Reproduce every line of the records that follow, word for word, and omit the pictures from your answer.

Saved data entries

* start *

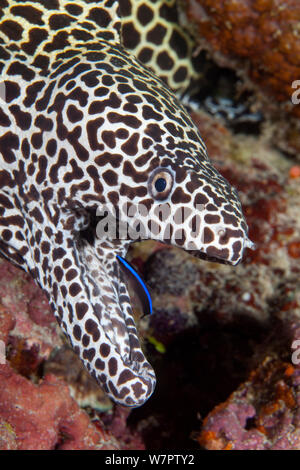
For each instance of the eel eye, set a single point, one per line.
(160, 183)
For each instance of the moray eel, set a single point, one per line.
(85, 124)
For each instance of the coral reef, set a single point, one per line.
(259, 40)
(220, 338)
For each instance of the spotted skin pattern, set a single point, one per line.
(83, 123)
(153, 32)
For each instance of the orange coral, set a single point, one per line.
(264, 32)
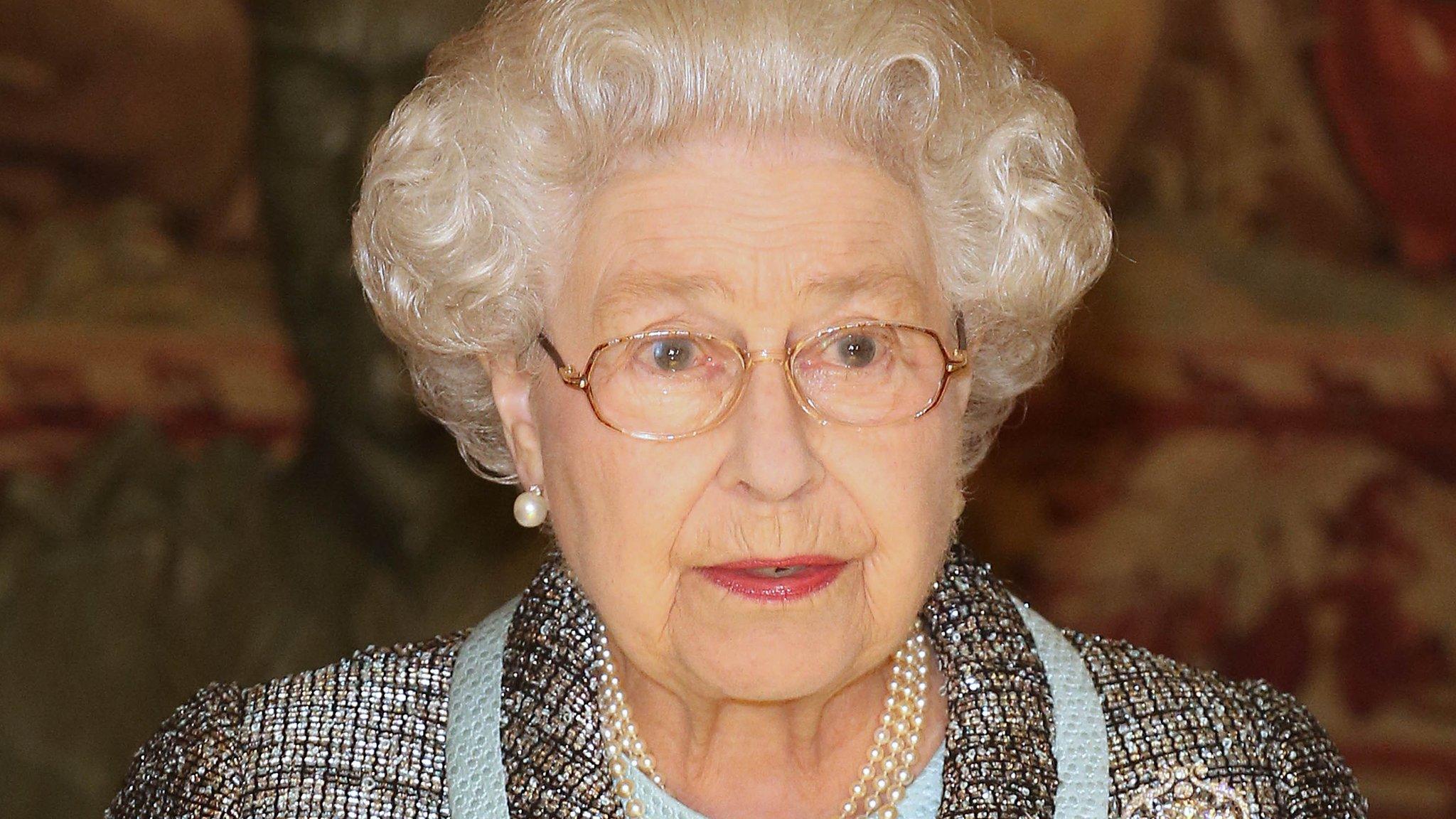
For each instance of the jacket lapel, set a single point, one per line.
(999, 761)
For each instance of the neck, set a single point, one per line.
(791, 759)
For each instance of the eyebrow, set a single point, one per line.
(640, 287)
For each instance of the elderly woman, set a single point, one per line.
(737, 291)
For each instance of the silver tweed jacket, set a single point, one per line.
(366, 737)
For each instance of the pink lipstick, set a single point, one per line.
(783, 579)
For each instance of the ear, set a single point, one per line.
(513, 400)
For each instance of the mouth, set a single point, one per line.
(779, 580)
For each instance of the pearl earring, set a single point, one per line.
(530, 508)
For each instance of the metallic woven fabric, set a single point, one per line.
(366, 737)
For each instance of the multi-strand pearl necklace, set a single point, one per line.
(882, 781)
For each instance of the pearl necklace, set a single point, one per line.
(882, 781)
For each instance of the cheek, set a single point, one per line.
(903, 480)
(618, 506)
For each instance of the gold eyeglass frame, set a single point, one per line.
(956, 360)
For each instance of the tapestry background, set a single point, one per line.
(210, 466)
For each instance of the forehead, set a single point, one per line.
(765, 229)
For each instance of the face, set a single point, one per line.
(762, 247)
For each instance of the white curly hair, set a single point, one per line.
(468, 200)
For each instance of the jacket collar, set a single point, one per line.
(999, 759)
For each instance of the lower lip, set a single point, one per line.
(791, 588)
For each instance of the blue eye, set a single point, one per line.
(857, 350)
(673, 355)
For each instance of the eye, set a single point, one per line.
(673, 355)
(855, 350)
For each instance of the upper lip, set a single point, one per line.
(778, 563)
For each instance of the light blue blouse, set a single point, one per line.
(476, 773)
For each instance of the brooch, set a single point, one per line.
(1184, 793)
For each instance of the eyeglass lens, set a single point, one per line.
(676, 382)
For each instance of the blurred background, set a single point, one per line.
(210, 465)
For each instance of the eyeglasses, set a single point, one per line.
(676, 384)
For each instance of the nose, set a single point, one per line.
(772, 456)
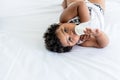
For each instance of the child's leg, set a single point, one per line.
(65, 3)
(100, 2)
(79, 9)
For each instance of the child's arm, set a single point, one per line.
(98, 38)
(77, 8)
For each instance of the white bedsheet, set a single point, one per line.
(23, 55)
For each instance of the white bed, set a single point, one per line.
(23, 55)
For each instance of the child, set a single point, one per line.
(62, 37)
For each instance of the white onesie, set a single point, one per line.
(96, 19)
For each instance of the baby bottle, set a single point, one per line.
(79, 29)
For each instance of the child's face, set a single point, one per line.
(66, 34)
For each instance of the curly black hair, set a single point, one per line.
(52, 42)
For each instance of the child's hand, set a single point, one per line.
(94, 32)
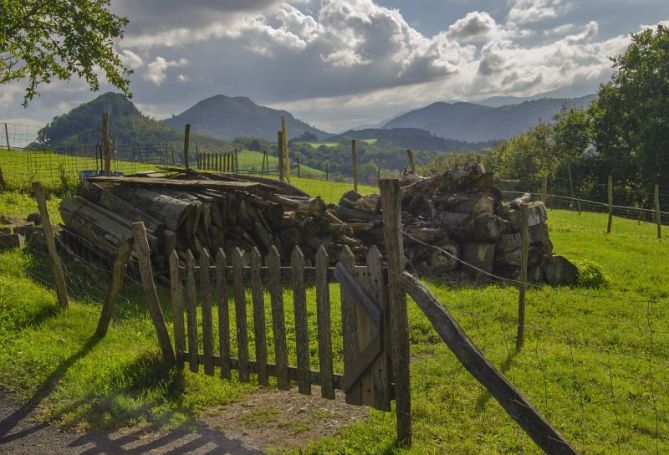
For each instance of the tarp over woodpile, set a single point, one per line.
(195, 211)
(459, 216)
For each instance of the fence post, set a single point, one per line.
(525, 246)
(658, 215)
(146, 272)
(354, 165)
(610, 191)
(56, 266)
(105, 143)
(279, 143)
(391, 199)
(412, 163)
(7, 136)
(186, 144)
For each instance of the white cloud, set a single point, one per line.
(156, 72)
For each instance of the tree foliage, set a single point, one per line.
(42, 40)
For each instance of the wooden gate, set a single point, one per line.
(197, 288)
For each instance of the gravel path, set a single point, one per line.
(21, 434)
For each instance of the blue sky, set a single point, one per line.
(344, 63)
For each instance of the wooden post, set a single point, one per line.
(280, 156)
(354, 165)
(412, 163)
(658, 215)
(186, 144)
(56, 266)
(7, 136)
(391, 199)
(146, 272)
(525, 247)
(610, 191)
(286, 156)
(118, 270)
(571, 188)
(105, 143)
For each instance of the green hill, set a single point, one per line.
(128, 128)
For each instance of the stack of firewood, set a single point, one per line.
(198, 211)
(458, 218)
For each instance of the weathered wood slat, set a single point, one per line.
(349, 320)
(324, 323)
(259, 317)
(278, 320)
(207, 319)
(176, 293)
(301, 327)
(240, 314)
(513, 402)
(191, 312)
(223, 314)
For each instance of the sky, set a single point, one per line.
(339, 64)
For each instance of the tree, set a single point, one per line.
(631, 115)
(42, 40)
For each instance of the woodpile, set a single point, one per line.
(196, 211)
(458, 217)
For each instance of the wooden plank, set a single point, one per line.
(191, 312)
(223, 314)
(381, 367)
(146, 272)
(399, 325)
(349, 320)
(278, 320)
(176, 293)
(56, 266)
(259, 317)
(207, 318)
(301, 327)
(118, 270)
(513, 402)
(324, 323)
(240, 314)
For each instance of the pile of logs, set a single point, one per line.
(457, 218)
(197, 211)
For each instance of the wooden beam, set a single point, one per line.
(513, 402)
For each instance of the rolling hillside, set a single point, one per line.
(475, 122)
(227, 117)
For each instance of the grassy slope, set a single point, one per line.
(119, 380)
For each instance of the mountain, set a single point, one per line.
(413, 138)
(228, 117)
(478, 123)
(128, 127)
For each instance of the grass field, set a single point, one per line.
(595, 361)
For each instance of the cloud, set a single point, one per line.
(156, 72)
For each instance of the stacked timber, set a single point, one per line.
(192, 212)
(457, 218)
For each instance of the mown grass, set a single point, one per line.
(595, 361)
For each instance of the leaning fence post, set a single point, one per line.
(391, 198)
(354, 165)
(610, 191)
(658, 214)
(525, 246)
(118, 270)
(146, 272)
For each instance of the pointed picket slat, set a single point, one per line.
(223, 313)
(240, 314)
(301, 326)
(349, 322)
(324, 323)
(259, 316)
(191, 312)
(278, 320)
(176, 294)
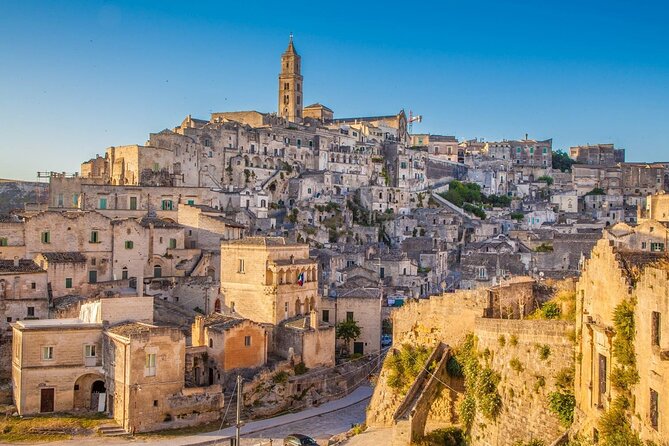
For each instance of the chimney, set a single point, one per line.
(313, 320)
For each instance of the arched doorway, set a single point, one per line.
(90, 393)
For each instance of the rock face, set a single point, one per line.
(14, 194)
(528, 356)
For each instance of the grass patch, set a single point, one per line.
(41, 429)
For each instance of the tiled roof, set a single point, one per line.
(24, 266)
(64, 257)
(159, 223)
(131, 329)
(221, 322)
(263, 241)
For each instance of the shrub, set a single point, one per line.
(454, 368)
(539, 383)
(562, 404)
(300, 368)
(280, 377)
(516, 365)
(550, 310)
(544, 351)
(405, 364)
(614, 426)
(518, 216)
(564, 380)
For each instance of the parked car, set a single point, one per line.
(386, 340)
(299, 440)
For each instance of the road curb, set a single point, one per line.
(245, 434)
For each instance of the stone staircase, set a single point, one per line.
(111, 430)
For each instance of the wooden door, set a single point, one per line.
(46, 400)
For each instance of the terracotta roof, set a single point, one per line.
(263, 241)
(64, 257)
(63, 302)
(24, 266)
(159, 223)
(131, 329)
(221, 322)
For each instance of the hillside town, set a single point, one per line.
(510, 292)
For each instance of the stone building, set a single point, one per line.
(614, 279)
(290, 85)
(67, 272)
(597, 154)
(232, 343)
(24, 292)
(268, 279)
(57, 366)
(361, 304)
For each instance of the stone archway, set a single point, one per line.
(90, 393)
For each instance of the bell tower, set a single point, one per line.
(290, 85)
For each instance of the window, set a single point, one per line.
(47, 353)
(655, 328)
(89, 351)
(150, 365)
(654, 409)
(602, 379)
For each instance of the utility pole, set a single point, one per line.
(239, 409)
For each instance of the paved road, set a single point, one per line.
(320, 427)
(317, 415)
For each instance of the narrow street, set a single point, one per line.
(320, 427)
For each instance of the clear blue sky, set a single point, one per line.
(79, 76)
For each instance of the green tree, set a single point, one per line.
(562, 161)
(347, 330)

* end *

◆ **Answer below**:
For each instance of the eel eye, set a single point, one per line.
(160, 183)
For each instance of the moray eel, set a single point, one per line.
(85, 124)
For each instance of the coral reef, set a single point, one per line.
(259, 40)
(220, 338)
For each instance of the spotted skin pattern, set a single point, one per line.
(83, 123)
(153, 32)
For each instance of the orange coral, set a single point, one per line.
(264, 32)
For each instance of the jacket lapel, set a single point, one per line.
(999, 761)
For each instance of the neck, set a single point, one per line.
(791, 759)
For each instance of the eyebrow, set a single point, one per line.
(640, 287)
For each instance of the elderly woman, set a single point, one per line.
(737, 291)
For each instance of the silver tweed jacket, set a single point, one per line.
(366, 737)
For each instance of the pink lipstick, set a single point, one per line.
(783, 579)
For each instance of the ear, set a single point, one per line.
(513, 400)
For each instance of the mouth, set a single point, one per line.
(779, 580)
For each instance of the pearl earring, set a single point, one per line.
(530, 508)
For each instance of the metallic woven fabric, set a single point, one per line.
(366, 737)
For each instance of the multi-strand pearl necklace, set a single point, one per line.
(882, 781)
For each instance of the pearl necklace, set a single point, one per line.
(882, 781)
For each instance of the cheek, set a single point, one per line.
(903, 480)
(618, 506)
For each instance of the gold eyeglass frame, set a single point, one per line.
(956, 360)
For each instance of the tapestry background, set a single point, one per line.
(210, 466)
For each instance of the forehead, set a single point, one per line.
(765, 229)
For each instance of the face, set a single point, one per line.
(762, 247)
For each instance of the white curly hair, set a single point, one per line.
(468, 200)
For each instance of the jacket collar, set a single point, one per line.
(999, 759)
For each instance of the lower lip, set a single point, one per line.
(791, 588)
For each instance of the blue eye, set a single point, one per line.
(857, 350)
(673, 355)
For each instance of the eye, set a single point, one per line.
(673, 355)
(855, 350)
For each instance of the upper lip, set a single point, one per line.
(778, 563)
For each instance of the light blue blouse, set a single point, one per line.
(476, 773)
For each instance of the brooch, set a single point, one per line.
(1184, 793)
For each instance of the eyeglass lens, set a single point, one per line.
(676, 382)
For each instance of the blurred background, set a single point, one per line.
(210, 465)
For each instance of the eyeglasses, set a single point, one per line.
(676, 384)
For each instance of the nose, set a single point, one per line.
(772, 456)
For each instance of the child's leg, set a single point, one per line.
(65, 3)
(100, 2)
(79, 9)
For each instance of the child's arm, set a single point, one per line.
(98, 38)
(77, 8)
For each instance of the white bedsheet, set a single point, one per line.
(23, 55)
For each instance of the white bed, set a single point, one per line.
(23, 55)
For each instance of the child, set a single point, one per line.
(62, 37)
For each instance of the white onesie, set a single point, one per line.
(96, 19)
For each instance of the baby bottle, set a single point, one per line.
(79, 29)
For each instance of the child's face, set a single point, one per line.
(66, 34)
For each instance of the curly black hair, set a single point, one per line.
(52, 42)
For each instance of the child's hand, set a single point, one per line.
(94, 32)
For each instance of the tarp over woodpile, set a single point, one per line.
(195, 211)
(459, 216)
For each instance of the fence post, set a single point, one per line.
(525, 246)
(658, 215)
(146, 272)
(354, 165)
(610, 191)
(56, 266)
(105, 143)
(279, 143)
(391, 199)
(412, 163)
(7, 136)
(186, 144)
For each instance of the white cloud, set a single point, one per line.
(156, 72)
For each instance of the tree foliage, set a single point, one per line.
(42, 40)
For each instance of the wooden gate, set a single point, one per line.
(197, 288)
For each instance of the gravel path, set a single point, one per line.
(21, 434)
For each instance of the blue sky, set a single point, one per line.
(344, 63)
For each instance of the wooden post, set a single point, one per line.
(280, 156)
(354, 165)
(412, 163)
(658, 215)
(186, 144)
(56, 266)
(7, 136)
(391, 199)
(146, 272)
(525, 247)
(610, 191)
(286, 156)
(118, 270)
(571, 188)
(105, 143)
For each instance of the green hill, set a single point, one per line.
(128, 128)
For each instance of the stack of firewood, set a single point, one per line.
(198, 211)
(458, 218)
For each instance of the weathered wood slat, set a single point, one per line.
(349, 320)
(324, 323)
(259, 317)
(278, 320)
(207, 319)
(176, 293)
(301, 327)
(240, 314)
(513, 402)
(191, 312)
(223, 314)
For each instance of the sky, set a single point, one per line.
(339, 64)
For each instance of the tree, set a single point, one per line.
(631, 115)
(42, 40)
For each instance of the woodpile, set a single point, one per line.
(196, 211)
(458, 217)
For each instance of the wooden plank, set a single point, one per line.
(191, 312)
(223, 314)
(381, 367)
(146, 272)
(399, 325)
(349, 320)
(278, 320)
(176, 293)
(56, 266)
(259, 317)
(207, 318)
(301, 327)
(118, 270)
(513, 402)
(324, 323)
(240, 314)
For each instance of the pile of logs, set a single point, one per line.
(457, 218)
(197, 211)
For each instance of the wooden beam, set a single point, one per line.
(513, 402)
For each instance of the rolling hillside, set a single point, one per line.
(475, 122)
(227, 117)
For each instance of the grassy slope, set a single point, one per line.
(119, 380)
For each instance of the mountain, set a single point, one per line.
(413, 138)
(228, 117)
(478, 123)
(128, 127)
For each instance of the grass field, set a single point, one per line.
(595, 361)
For each instance of the cloud, set a single point, one per line.
(156, 72)
For each instance of the stacked timber, set a single point, one per line.
(192, 212)
(457, 218)
For each instance of the mown grass, set a single point, one per line.
(595, 361)
For each instance of the leaning fence post, set a single point, one per line.
(391, 198)
(354, 165)
(610, 191)
(658, 214)
(525, 246)
(118, 270)
(146, 272)
For each instance of the pointed picket slat, set a single point, one per line.
(223, 313)
(240, 314)
(301, 326)
(349, 322)
(324, 323)
(259, 316)
(191, 312)
(278, 320)
(176, 294)
For each instance of the chimney, set a single point, one per line.
(313, 320)
For each instance of the arched doorway, set a single point, one per line.
(90, 393)
For each instance of the rock face, set a single point, one per line.
(14, 194)
(528, 356)
For each instance of the grass patch, set a single point, one per line.
(41, 429)
For each instance of the tiled roof, set a single point, one per line.
(24, 266)
(64, 257)
(159, 223)
(131, 329)
(221, 322)
(263, 241)
For each instance of the shrub, set a single point, one per line.
(454, 368)
(539, 383)
(562, 404)
(300, 368)
(280, 377)
(516, 365)
(550, 310)
(544, 351)
(405, 364)
(614, 426)
(518, 216)
(564, 380)
For each instance of the parked car, set a single point, one per line.
(386, 340)
(299, 440)
For each instance of the road curb, set a single point, one per line.
(245, 434)
For each instance of the stone staircase, set a single point, one per line.
(111, 430)
For each instance of the wooden door, set a single point, one per line.
(46, 400)
For each instance of the terracotta roof, set a single point, one per line.
(263, 241)
(64, 257)
(63, 302)
(24, 266)
(159, 223)
(131, 329)
(221, 322)
For each instance of the hillside town, set a single point, one per line.
(510, 292)
For each instance of the stone building, set a single point, one per line.
(614, 279)
(290, 85)
(67, 272)
(597, 154)
(232, 343)
(24, 292)
(268, 279)
(57, 366)
(361, 304)
For each instance of the stone archway, set a single point, one per line.
(90, 393)
For each instance of the bell tower, set a single point, one per line.
(290, 85)
For each instance of the window, set a single point, one per line.
(47, 353)
(655, 328)
(89, 351)
(150, 365)
(654, 409)
(602, 379)
For each instance of the utility pole, set a single point, one per line.
(239, 409)
For each instance of the paved road, set a single point, one per line.
(320, 427)
(317, 415)
For each instance of the narrow street, set a single point, one per line.
(320, 427)
For each instance of the clear blue sky, set a single point, one per line.
(79, 76)
For each instance of the green tree, set a single point, one per line.
(562, 161)
(347, 330)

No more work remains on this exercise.